*WRITTEN PROBLEM*. Reproduce the following Beowulf translation discussion in full, word for word.

----- TEXT SECTION -----

Bro, This New ‘Beowulf’ Translation Is Pretty Tight

Cover image: Farrar, Straus, and Giroux

Welcome back to Defector Reads A Book! Earlier this month, DRAB chose Maria Dahvana Headley's new translation of Beowulf as the first book to review and discuss. Now it is the end of the month, so let's get to it.

We started off with a discussion to get everyone thinking, and we'll be down in the comments to chat with you as soon as you're done reading!

Maitreyi Anantharaman: Kelsey, Giri, I’m curious: What was your first encounter with Beowulf? And what was your impression then? Mine was in 11th grade British Literature, and I remember being totally baffled and irritated by it. The kinds of books I did like back then—Pride and Prejudice and Jane Eyre, for two—had given me a very particular idea of how stories should be plotted. Lurching, wandering Beowulf was not what I'd had in mind. (Also, there were too few plucky heroines wooed by brooding, enigmatic hunks for 15-year-old Maitreyi's liking.) It didn't help that we approached it in what I’ll call an “archaeological” way, less concerned with Beowulf as literature and more interested in it as an artifact or historical relic, which left me sort of cold. 

Giri Nathan: Sophomore year English. Ethan Frome left a deeper impression, which is saying something. But I remember feeling there was a fun story there under the fusty Burton Raffel translation. And I agree—I don’t remember engaging with it in pure literary terms, more as a historical document full of names and places to understand.

----- RECORDS PROVIDED -----

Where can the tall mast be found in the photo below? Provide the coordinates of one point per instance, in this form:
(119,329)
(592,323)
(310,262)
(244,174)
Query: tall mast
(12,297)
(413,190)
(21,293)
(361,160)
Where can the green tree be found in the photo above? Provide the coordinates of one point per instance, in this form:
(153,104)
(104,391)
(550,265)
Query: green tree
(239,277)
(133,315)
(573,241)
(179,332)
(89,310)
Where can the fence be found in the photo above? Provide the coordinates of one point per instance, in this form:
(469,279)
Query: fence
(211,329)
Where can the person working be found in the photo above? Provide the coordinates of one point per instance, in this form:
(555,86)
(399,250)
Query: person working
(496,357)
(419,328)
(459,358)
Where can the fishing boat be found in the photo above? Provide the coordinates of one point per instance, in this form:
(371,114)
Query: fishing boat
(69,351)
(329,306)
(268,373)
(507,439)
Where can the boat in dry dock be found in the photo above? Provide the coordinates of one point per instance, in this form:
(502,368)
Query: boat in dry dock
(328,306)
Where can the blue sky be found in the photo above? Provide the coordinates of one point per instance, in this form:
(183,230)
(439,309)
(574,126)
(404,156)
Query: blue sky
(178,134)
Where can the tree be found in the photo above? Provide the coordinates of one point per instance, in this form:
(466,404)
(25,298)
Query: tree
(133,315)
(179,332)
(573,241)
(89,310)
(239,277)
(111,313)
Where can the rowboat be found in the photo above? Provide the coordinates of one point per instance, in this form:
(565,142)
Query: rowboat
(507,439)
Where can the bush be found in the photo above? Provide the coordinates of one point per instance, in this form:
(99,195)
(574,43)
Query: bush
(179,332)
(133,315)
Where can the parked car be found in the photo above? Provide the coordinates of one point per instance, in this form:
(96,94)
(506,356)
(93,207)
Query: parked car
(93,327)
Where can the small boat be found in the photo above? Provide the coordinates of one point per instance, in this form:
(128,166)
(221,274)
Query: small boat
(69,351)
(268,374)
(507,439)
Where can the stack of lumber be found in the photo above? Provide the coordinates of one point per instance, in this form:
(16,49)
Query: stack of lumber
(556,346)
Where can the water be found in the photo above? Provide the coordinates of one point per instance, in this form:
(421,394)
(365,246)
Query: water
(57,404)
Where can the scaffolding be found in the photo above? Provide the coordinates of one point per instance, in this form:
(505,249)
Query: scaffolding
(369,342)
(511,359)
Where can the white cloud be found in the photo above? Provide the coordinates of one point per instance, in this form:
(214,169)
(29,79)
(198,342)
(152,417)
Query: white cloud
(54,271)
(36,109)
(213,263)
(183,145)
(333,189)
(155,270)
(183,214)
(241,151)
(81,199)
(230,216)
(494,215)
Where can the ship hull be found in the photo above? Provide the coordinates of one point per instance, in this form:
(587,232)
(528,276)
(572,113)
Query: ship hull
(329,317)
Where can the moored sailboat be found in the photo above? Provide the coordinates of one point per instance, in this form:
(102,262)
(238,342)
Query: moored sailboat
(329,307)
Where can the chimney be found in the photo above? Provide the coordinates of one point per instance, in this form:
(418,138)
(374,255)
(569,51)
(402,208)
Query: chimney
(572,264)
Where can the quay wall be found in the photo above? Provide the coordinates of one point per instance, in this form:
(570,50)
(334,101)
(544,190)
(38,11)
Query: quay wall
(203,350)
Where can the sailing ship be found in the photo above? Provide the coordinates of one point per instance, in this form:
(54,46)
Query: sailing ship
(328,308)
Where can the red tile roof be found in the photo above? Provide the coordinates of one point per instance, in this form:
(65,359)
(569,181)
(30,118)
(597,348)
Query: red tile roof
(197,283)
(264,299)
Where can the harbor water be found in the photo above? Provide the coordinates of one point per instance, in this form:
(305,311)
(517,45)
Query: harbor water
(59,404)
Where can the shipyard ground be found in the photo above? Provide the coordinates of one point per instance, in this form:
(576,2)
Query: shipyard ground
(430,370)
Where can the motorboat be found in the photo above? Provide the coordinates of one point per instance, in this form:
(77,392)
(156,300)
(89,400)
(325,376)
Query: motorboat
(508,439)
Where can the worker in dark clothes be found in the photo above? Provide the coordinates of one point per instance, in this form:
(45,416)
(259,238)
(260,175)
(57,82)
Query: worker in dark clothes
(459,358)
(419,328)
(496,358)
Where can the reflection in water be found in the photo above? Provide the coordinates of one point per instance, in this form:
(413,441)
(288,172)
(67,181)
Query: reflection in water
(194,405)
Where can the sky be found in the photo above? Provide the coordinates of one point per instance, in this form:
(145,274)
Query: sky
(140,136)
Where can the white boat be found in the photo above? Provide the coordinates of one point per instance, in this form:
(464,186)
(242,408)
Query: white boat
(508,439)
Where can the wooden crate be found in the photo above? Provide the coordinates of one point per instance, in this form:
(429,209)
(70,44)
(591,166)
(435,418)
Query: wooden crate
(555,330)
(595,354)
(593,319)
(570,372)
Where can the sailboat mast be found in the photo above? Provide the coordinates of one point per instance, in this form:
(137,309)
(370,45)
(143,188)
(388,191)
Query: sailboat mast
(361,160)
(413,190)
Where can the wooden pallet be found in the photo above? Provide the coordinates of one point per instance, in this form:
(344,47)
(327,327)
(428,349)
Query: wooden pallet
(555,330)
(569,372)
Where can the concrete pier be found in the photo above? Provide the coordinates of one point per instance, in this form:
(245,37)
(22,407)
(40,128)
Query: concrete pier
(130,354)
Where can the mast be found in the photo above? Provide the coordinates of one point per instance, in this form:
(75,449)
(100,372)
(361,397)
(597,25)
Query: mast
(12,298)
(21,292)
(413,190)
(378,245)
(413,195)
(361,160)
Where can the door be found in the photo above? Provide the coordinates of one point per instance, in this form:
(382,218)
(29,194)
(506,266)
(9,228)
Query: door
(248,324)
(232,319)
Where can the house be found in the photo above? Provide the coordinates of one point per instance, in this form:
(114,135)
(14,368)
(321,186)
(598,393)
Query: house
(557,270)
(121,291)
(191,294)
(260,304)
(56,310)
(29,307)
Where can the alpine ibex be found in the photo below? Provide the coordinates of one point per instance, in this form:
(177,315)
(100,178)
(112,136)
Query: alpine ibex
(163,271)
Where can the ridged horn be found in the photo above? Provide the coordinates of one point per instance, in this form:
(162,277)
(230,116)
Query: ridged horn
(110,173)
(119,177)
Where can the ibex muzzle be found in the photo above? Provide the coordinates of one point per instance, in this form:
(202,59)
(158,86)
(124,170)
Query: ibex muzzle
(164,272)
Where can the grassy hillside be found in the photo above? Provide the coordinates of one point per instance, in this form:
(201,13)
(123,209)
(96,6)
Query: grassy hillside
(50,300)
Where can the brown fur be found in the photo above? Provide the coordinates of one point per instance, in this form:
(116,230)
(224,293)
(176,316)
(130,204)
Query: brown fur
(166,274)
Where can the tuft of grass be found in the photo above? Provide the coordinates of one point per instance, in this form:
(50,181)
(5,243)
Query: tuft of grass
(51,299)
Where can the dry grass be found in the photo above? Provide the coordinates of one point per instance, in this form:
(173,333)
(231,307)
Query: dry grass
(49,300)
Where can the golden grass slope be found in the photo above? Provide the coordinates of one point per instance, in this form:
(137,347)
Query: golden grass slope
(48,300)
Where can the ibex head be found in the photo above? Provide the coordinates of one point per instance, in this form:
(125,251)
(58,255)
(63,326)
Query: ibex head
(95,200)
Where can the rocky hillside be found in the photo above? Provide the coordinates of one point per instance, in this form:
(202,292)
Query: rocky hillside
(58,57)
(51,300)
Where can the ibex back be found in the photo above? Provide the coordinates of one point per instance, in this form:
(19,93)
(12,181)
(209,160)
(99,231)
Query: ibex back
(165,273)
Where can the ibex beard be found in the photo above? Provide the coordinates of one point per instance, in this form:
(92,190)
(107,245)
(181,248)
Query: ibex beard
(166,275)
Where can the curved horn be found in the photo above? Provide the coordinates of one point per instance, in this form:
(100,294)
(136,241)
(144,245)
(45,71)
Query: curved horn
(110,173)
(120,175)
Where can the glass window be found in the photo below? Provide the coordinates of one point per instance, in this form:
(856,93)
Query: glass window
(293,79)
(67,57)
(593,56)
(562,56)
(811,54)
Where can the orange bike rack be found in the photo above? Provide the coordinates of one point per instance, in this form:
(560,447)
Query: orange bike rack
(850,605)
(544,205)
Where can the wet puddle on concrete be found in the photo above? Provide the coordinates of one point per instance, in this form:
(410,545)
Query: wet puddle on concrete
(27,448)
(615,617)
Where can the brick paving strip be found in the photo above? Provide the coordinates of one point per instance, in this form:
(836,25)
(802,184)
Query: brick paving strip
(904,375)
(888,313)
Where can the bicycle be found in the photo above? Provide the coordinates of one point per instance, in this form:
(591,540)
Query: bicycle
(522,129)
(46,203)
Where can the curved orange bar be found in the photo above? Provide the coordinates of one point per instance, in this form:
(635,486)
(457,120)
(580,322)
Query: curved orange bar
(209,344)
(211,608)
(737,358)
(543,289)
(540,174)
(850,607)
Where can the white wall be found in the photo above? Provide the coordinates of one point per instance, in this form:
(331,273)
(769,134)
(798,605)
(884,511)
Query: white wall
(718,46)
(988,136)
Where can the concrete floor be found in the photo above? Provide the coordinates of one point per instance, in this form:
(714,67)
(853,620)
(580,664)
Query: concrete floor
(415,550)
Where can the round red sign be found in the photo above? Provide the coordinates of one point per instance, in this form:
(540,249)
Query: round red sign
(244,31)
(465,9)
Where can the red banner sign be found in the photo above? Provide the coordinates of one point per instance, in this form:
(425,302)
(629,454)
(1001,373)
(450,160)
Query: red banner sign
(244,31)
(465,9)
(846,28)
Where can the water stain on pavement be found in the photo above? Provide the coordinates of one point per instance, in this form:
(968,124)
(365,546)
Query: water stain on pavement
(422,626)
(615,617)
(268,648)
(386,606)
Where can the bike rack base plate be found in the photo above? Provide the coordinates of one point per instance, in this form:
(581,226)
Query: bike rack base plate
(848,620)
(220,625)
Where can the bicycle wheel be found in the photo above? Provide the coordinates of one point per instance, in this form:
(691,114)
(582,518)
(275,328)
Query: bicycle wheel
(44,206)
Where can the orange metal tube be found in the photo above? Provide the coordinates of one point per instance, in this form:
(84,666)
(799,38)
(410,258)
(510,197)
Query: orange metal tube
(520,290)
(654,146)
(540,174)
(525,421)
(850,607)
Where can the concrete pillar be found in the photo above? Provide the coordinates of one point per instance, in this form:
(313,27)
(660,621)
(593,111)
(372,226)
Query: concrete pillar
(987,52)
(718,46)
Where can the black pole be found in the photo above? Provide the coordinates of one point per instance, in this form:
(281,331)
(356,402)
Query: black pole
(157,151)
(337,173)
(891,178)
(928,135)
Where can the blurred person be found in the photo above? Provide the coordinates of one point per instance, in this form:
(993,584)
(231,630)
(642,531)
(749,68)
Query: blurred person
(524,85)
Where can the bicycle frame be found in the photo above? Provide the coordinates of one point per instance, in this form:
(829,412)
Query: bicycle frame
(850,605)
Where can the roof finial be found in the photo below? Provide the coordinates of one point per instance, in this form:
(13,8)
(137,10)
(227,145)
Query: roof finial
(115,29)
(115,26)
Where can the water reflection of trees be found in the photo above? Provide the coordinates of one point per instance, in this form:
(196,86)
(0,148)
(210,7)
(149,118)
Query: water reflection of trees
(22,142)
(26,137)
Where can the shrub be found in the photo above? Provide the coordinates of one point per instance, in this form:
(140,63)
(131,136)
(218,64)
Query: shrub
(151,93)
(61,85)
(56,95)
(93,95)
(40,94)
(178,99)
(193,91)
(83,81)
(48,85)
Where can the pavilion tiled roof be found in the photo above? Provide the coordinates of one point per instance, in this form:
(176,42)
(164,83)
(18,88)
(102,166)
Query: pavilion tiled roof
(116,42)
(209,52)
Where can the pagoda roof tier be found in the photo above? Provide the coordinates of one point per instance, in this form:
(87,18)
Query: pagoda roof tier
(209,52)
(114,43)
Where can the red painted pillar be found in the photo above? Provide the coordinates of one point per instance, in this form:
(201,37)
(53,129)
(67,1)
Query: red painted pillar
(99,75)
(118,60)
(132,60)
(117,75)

-----

*EXERCISE ANSWER*.
Bro, This New ‘Beowulf’ Translation Is Pretty Tight

Cover image: Farrar, Straus, and Giroux

Welcome back to Defector Reads A Book! Earlier this month, DRAB chose Maria Dahvana Headley's new translation of Beowulf as the first book to review and discuss. Now it is the end of the month, so let's get to it.

We started off with a discussion to get everyone thinking, and we'll be down in the comments to chat with you as soon as you're done reading!

Maitreyi Anantharaman: Kelsey, Giri, I’m curious: What was your first encounter with Beowulf? And what was your impression then? Mine was in 11th grade British Literature, and I remember being totally baffled and irritated by it. The kinds of books I did like back then—Pride and Prejudice and Jane Eyre, for two—had given me a very particular idea of how stories should be plotted. Lurching, wandering Beowulf was not what I'd had in mind. (Also, there were too few plucky heroines wooed by brooding, enigmatic hunks for 15-year-old Maitreyi's liking.) It didn't help that we approached it in what I’ll call an “archaeological” way, less concerned with Beowulf as literature and more interested in it as an artifact or historical relic, which left me sort of cold. 

Giri Nathan: Sophomore year English. Ethan Frome left a deeper impression, which is saying something. But I remember feeling there was a fun story there under the fusty Burton Raffel translation. And I agree—I don’t remember engaging with it in pure literary terms, more as a historical document full of names and places to understand.